### ВЫБРАННЫЙ ФРАГМЕНТ:
========

Федор Достоевский - Письма (1876) Страница 18
- Категория: Проза / Русская классическая проза
- Автор: Федор Достоевский
- Год выпуска: неизвестен
- ISBN: нет данных
- Издательство: неизвестно
- Страниц: 64
- Добавлено: 2018-12-25 15:05:00
Федор Достоевский - Письма (1876) краткое содержание
Прочтите описание перед тем, как прочитать онлайн книгу «Федор Достоевский - Письма (1876)» бесплатно полную версию:«Письма» содержат личную переписку Ф. М.Достоевского с друзьями, знакомыми, родственниками за период с 1876 по 1879 годы.
Федор Достоевский - Письма (1876) читать онлайн бесплатно
Ну вот я написал, а между тем чувствую, что Вы, без сомнения, имеете право на меня сердиться. Что мне делать? Будьте добры и извините меня.
А в ожидании примите уверение в искреннем уважении Вашего покорного слуги.
Федор Достоевский.
Р. S. Не рассердитесь за помарки в письме, не сочтите за небрежность.
Д.
664. H. П. ВАГНЕРУ
17 января 1877. Петербург
17 января/77.

========

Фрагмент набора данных

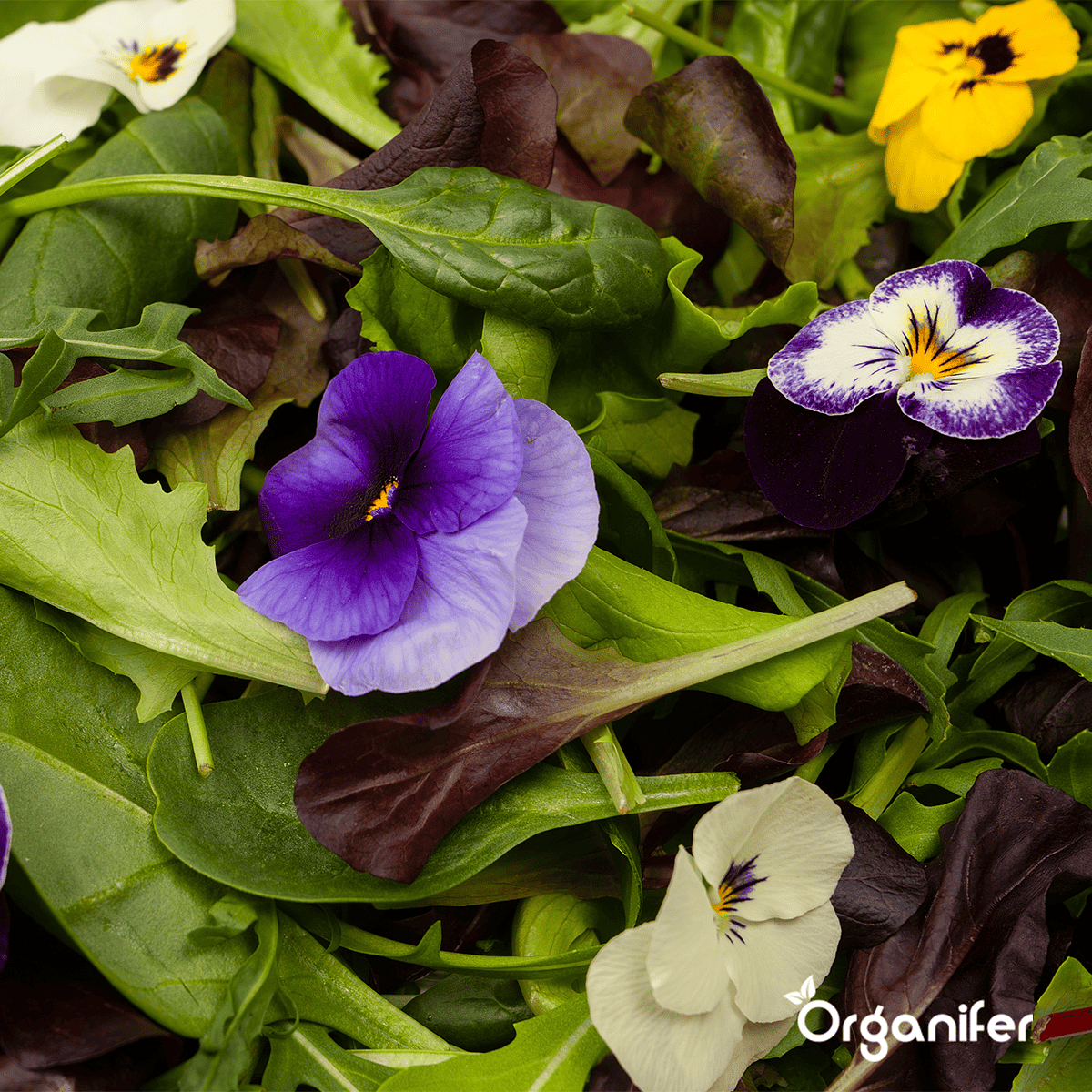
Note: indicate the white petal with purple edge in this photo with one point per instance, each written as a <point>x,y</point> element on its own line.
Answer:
<point>945,294</point>
<point>796,833</point>
<point>456,615</point>
<point>685,965</point>
<point>836,361</point>
<point>776,956</point>
<point>981,408</point>
<point>557,489</point>
<point>470,458</point>
<point>354,584</point>
<point>661,1051</point>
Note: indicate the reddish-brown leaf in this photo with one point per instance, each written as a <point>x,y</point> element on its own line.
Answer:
<point>595,76</point>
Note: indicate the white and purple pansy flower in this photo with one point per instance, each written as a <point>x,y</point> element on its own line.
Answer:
<point>689,1000</point>
<point>936,359</point>
<point>964,359</point>
<point>404,549</point>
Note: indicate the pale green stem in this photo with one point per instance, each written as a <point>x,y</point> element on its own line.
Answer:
<point>31,162</point>
<point>814,767</point>
<point>878,792</point>
<point>852,283</point>
<point>296,273</point>
<point>239,187</point>
<point>605,752</point>
<point>199,734</point>
<point>839,107</point>
<point>252,478</point>
<point>202,682</point>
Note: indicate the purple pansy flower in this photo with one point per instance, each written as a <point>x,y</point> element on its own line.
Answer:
<point>5,852</point>
<point>869,383</point>
<point>403,551</point>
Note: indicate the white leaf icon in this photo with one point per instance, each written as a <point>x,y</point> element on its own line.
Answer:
<point>806,993</point>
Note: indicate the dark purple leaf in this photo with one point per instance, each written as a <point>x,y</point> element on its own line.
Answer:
<point>665,201</point>
<point>262,239</point>
<point>882,887</point>
<point>595,76</point>
<point>381,794</point>
<point>713,125</point>
<point>495,110</point>
<point>1049,707</point>
<point>427,39</point>
<point>824,470</point>
<point>58,1010</point>
<point>983,934</point>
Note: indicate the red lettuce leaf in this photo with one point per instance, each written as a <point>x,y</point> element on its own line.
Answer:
<point>427,39</point>
<point>382,794</point>
<point>714,126</point>
<point>595,76</point>
<point>983,933</point>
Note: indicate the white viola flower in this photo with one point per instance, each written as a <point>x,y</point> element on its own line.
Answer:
<point>58,76</point>
<point>153,50</point>
<point>961,356</point>
<point>689,1000</point>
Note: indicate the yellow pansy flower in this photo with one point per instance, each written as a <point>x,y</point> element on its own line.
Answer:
<point>956,90</point>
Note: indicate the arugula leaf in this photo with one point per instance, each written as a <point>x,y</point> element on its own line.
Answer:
<point>159,677</point>
<point>119,256</point>
<point>85,533</point>
<point>551,1053</point>
<point>65,334</point>
<point>841,191</point>
<point>648,436</point>
<point>309,46</point>
<point>1046,189</point>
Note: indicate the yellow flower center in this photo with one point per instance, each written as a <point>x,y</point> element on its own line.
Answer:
<point>726,895</point>
<point>156,64</point>
<point>383,501</point>
<point>928,350</point>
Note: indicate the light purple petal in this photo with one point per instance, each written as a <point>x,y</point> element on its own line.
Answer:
<point>836,360</point>
<point>370,421</point>
<point>557,489</point>
<point>354,584</point>
<point>5,836</point>
<point>662,1051</point>
<point>470,458</point>
<point>945,294</point>
<point>456,615</point>
<point>981,408</point>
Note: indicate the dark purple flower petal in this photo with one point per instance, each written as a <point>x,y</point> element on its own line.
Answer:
<point>354,584</point>
<point>370,421</point>
<point>457,614</point>
<point>5,853</point>
<point>557,490</point>
<point>981,408</point>
<point>470,459</point>
<point>824,470</point>
<point>836,361</point>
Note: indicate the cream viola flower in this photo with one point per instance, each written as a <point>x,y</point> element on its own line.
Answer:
<point>58,76</point>
<point>689,1000</point>
<point>956,90</point>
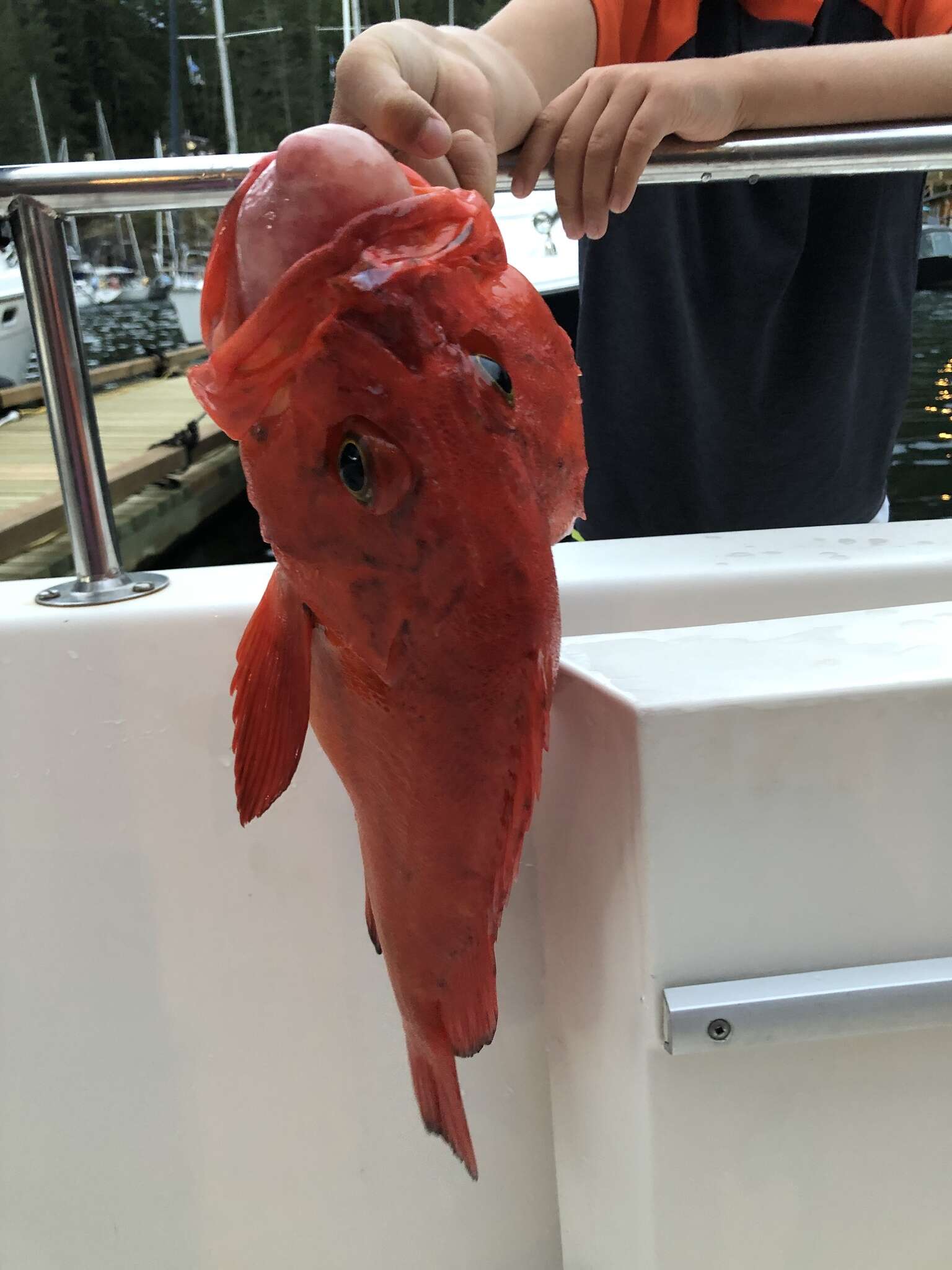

========

### ЗАДАНИЕ:
Какой период охватывает переписка, вошедшая в «Письма», согласно описанию в выбранном фрагменте?

### ОТВЕТ:
С 1876 по 1879 годы.